Black Patients More Likely to Be Excluded from Prostate Cancer Trials

Paul Nguyen
Despite the fact that black men face higher rates of prostate cancer and are more at risk of dying from the disease, they are underrepresented in clinical trials. BWH investigators recently identified a potential barrier that may be disproportionately preventing black patients from enrolling in these trials: lab test results.
Clinical trials can offer patients access to cutting-edge treatments with the potential to extend their survival and shape the future standard of care. As of last year, more than 400 prostate cancer clinical trials were being conducted to find interventions for patients. BWH investigators found that nearly half of these studies used laboratory values that varied by race, disproportionately excluding black men. Their results are published in JAMA Oncology.
“Something as simple as a lab-value exclusion criteria may serve as yet another barrier to allowing African-American patients to take part in randomized trials,” said corresponding author Paul Nguyen, MD, of the Department of Radiation Oncology. “We hope that this message will reach researchers who are designing clinical trials and setting entry criteria: We need to be cognizant that the criteria we choose may inadvertently make it harder for African-American patients to participate.”

**Stored data:**
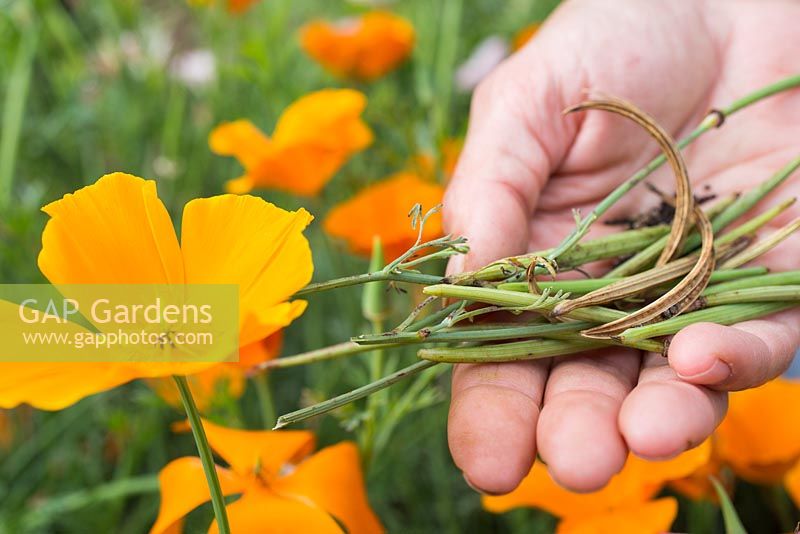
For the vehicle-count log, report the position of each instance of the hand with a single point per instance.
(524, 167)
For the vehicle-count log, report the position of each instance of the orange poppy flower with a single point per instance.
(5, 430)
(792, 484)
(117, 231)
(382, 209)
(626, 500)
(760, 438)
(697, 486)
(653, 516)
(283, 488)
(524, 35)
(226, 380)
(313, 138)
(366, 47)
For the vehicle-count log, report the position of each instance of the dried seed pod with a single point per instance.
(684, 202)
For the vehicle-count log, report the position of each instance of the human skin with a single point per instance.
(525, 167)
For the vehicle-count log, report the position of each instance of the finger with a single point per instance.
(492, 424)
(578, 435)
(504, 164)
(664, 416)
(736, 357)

**Exercises to complete:**
**A.** Answer from the article on prostate cancer trials:
(i) As of last year, how many prostate cancer clinical trials were being conducted?
(ii) In which journal were the BWH investigators' results published?
(iii) To which department does Paul Nguyen belong?
**B.** From the article on prostate cancer trials, copy the passage from "Black Patients More" to "lab test results." without any changes.

**Responses for each task:**
**A.**
(i) More than 400
(ii) JAMA Oncology
(iii) The Department of Radiation Oncology

**B.**
Black Patients More Likely to Be Excluded from Prostate Cancer Trials

Paul Nguyen
Despite the fact that black men face higher rates of prostate cancer and are more at risk of dying from the disease, they are underrepresented in clinical trials. BWH investigators recently identified a potential barrier that may be disproportionately preventing black patients from enrolling in these trials: lab test results.